───── PASSAGE PROVIDED ─────
Introduction

Mass-based filtering is widely used to improve scalability in shotgun proteomics database searches. However, the usage of these mass-filters may result in missing potential modifications, chemical reactions, instrumental artifacts such as incorrect isotope selection, and labile modifications. Spectra and peptide properties can be utilized for filtering to perform a more refined and scalable search. To address these challenges, we propose Proteorift, a deep-learning multitask model that predicts peptide features, including length, missed cleavages, and modifications, directly from the spectra. These predictions can guide more effective filtering and improved peptide deductions. Our proposed approach achieves 12x speedup which highlight the significance of applying filter beyond mass.

Methods

The methods employed in this study involve several key steps. First, embeddings were generated using a deep attention-based network to create spectra and peptide representations. A multi-task network was then utilized to predict peptide properties, including length, missed cleavages, and modification status, directly from the spectra. Spectra and peptides were binned into batches based on these predictions to optimize the search process. Peptide deduction was performed using batching and predicted properties for database searches. The study utilized spectral libraries from NIST, MassIVE, and DeepNovo, with data split into 70% for training, 20% for validation, and 10% for testing. A total of 2.7 million spectra were analyzed, including 1.7 million spectra with a 2+ charge and 0.5 million spectra with a 3+ charge.
───── LISTED RECORDS ─────
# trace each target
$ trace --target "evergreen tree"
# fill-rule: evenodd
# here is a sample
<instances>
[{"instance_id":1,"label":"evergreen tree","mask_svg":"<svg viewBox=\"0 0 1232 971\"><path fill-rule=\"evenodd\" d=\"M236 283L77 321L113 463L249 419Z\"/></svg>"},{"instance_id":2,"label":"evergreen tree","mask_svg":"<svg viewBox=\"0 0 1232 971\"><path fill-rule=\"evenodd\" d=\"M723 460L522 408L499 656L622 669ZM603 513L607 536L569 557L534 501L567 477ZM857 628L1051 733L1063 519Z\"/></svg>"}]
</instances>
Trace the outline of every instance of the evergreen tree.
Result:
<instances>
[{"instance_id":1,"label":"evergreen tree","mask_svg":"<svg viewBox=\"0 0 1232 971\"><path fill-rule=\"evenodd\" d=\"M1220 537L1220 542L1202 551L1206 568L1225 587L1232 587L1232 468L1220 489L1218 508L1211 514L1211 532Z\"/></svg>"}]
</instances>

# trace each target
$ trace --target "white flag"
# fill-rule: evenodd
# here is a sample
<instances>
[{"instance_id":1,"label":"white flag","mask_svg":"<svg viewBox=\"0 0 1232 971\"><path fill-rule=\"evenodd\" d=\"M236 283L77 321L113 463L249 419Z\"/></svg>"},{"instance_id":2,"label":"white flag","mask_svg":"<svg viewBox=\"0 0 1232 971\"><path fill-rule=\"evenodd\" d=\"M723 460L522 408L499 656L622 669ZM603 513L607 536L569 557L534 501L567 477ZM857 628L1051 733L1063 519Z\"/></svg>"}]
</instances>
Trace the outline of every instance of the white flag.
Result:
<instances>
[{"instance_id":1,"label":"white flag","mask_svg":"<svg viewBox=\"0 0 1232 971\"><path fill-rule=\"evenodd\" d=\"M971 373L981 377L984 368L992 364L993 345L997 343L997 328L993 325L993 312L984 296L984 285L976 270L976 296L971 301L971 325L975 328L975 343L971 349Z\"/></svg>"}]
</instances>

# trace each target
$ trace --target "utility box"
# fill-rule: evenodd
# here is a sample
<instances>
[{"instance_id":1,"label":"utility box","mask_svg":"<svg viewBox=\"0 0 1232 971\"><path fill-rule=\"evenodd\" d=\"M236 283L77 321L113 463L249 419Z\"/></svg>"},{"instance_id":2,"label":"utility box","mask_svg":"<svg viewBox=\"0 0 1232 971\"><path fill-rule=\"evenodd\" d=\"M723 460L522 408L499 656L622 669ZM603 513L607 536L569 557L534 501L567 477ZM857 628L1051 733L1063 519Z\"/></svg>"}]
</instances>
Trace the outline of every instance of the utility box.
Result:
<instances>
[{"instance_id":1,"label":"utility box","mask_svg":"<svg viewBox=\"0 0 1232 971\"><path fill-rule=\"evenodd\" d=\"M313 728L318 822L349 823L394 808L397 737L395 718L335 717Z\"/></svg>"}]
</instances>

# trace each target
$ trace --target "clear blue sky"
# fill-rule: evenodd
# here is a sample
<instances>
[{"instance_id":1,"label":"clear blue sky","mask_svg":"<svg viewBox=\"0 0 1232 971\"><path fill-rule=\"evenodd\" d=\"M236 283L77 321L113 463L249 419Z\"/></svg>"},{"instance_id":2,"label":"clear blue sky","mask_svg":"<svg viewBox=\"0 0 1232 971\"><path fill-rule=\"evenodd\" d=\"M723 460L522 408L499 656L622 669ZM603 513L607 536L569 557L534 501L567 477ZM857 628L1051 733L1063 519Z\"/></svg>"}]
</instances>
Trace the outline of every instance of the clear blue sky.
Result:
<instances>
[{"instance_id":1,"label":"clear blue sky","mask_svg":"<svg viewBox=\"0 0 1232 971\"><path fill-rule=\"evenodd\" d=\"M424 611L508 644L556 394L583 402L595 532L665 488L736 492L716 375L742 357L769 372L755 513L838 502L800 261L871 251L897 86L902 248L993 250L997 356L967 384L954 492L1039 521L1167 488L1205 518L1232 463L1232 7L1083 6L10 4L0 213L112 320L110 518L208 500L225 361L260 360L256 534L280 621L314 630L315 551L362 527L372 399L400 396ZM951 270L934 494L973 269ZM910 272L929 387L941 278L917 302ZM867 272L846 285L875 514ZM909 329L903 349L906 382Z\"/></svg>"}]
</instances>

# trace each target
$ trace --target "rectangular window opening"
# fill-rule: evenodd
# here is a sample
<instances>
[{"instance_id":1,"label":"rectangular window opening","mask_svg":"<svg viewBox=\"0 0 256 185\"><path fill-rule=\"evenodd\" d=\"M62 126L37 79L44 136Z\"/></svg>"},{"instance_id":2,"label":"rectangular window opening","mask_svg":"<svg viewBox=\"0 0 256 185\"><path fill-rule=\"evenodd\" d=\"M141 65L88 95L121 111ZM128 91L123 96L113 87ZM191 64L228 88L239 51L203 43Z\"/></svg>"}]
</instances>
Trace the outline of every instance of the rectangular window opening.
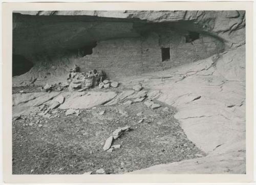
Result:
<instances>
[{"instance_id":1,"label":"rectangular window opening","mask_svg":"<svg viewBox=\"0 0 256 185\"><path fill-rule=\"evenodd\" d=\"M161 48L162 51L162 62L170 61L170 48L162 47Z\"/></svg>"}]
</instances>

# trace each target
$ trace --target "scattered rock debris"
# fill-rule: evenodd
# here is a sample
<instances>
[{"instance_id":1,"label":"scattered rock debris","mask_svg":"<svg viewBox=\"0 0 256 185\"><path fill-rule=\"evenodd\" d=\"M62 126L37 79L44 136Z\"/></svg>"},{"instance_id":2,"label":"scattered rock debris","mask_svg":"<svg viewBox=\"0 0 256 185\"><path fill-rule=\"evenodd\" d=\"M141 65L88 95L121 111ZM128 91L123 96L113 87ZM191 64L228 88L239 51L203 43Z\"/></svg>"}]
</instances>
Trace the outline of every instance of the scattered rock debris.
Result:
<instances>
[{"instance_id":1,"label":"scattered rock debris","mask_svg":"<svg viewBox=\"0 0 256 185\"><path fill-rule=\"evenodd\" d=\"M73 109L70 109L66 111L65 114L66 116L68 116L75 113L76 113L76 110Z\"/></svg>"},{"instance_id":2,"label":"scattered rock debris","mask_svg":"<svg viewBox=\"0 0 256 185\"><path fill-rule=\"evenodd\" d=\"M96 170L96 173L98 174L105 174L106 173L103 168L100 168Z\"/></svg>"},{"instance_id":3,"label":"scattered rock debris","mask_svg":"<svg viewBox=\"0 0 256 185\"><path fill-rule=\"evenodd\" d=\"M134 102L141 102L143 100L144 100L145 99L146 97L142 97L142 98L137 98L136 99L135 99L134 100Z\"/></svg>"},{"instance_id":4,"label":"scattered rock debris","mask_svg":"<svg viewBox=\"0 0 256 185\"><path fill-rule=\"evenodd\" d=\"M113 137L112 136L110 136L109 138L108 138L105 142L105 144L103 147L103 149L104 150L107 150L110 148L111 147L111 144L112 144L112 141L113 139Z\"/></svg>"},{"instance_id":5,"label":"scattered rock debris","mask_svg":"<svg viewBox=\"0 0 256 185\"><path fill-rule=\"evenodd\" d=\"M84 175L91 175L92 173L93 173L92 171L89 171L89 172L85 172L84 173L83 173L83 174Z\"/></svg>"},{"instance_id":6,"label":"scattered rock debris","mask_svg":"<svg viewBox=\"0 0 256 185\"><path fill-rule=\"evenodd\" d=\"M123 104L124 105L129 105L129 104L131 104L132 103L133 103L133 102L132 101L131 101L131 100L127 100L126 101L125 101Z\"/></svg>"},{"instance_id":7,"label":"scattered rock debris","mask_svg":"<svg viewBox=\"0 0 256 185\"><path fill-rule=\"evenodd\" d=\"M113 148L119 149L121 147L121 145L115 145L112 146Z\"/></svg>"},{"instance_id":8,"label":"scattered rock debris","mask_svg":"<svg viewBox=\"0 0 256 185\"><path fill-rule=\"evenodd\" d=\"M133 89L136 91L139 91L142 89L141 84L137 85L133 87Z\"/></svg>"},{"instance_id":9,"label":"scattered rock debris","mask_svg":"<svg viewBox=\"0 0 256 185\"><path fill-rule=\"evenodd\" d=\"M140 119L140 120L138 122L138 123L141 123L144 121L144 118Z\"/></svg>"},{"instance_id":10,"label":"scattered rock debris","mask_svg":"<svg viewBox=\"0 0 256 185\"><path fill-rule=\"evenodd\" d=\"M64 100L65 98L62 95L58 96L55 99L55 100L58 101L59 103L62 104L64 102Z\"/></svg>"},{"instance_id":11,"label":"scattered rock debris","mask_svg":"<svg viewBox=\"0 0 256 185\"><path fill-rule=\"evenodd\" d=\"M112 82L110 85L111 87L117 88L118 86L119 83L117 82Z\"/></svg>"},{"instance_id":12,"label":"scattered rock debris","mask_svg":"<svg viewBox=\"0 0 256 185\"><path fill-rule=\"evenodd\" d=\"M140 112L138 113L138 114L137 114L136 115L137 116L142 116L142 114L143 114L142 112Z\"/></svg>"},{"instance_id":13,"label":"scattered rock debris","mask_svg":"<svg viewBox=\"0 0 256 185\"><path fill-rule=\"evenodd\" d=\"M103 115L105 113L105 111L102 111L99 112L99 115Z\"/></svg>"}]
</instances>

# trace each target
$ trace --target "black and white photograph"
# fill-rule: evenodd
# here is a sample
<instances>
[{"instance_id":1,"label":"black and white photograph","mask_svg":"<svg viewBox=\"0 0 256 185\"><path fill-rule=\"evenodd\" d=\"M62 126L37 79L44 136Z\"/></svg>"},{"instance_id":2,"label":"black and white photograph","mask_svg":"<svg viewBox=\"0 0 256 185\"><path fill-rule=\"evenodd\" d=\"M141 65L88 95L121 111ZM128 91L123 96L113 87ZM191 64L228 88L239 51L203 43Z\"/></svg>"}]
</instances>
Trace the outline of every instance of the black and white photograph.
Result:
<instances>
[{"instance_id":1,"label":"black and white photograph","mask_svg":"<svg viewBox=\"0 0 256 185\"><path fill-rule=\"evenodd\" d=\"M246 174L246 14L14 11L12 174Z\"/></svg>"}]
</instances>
─────
───── LISTED RECORDS ─────
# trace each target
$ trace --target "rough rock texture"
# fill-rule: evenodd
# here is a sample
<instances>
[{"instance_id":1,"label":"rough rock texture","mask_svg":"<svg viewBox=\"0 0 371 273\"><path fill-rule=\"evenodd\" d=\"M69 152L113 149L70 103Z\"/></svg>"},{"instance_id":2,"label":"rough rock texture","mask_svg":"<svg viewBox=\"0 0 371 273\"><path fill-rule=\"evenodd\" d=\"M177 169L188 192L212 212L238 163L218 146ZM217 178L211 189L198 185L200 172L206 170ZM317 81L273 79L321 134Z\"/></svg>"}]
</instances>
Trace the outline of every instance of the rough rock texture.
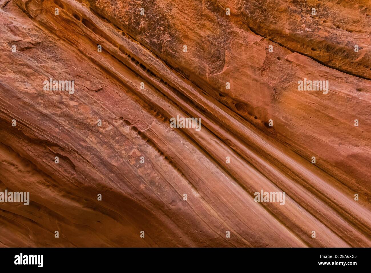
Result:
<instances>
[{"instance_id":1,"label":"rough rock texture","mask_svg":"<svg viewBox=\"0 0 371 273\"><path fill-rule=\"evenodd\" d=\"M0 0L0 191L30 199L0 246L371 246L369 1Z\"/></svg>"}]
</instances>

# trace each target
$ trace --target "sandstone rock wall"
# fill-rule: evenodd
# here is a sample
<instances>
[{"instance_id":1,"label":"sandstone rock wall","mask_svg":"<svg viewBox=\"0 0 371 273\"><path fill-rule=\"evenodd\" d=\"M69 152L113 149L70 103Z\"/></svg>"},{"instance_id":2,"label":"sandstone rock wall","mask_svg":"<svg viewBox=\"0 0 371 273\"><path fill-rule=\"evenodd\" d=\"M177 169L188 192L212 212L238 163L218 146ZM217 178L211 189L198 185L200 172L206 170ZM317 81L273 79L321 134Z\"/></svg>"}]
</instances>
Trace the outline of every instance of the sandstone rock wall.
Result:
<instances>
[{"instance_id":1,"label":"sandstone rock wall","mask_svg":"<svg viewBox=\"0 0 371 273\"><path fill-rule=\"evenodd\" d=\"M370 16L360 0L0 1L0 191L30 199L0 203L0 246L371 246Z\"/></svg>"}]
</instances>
─────
> [QUESTIONS ON THE MATERIAL]
- 1) Translate this sentence from the proteomics text into Spanish: "Mass-based filtering is widely used to improve scalability in shotgun proteomics database searches."
- 2) Write what comes next in the proteomics text about Proteorift, starting right after its final sentence.

> [REPLIES]
- 1) El filtrado basado en la masa se utiliza ampliamente para mejorar la escalabilidad en las búsquedas en bases de datos de proteómica shotgun.

- 2)
Results

The proposed model significantly reduces the peptide search space by over 90%, enabling more efficient database searches. It achieves 8x–12x speedup and provides faster processing while maintaining comparable accuracy to traditional algorithms. Additionally, the model demonstrates up to 97% accuracy in predicting peptide properties, including length, missed cleavages, and modification status, directly from the spectra.

Conclusions

Proteorift represents a major advancement in shotgun proteomics by leveraging deep learning to refine peptide search processes. By reducing the search space and improving processing speed without compromising accuracy, the model addresses key challenges in scalability and precision. The high accuracy in predicting peptide properties further highlights its potential for enhancing peptide deduction and database search workflows in proteomics research.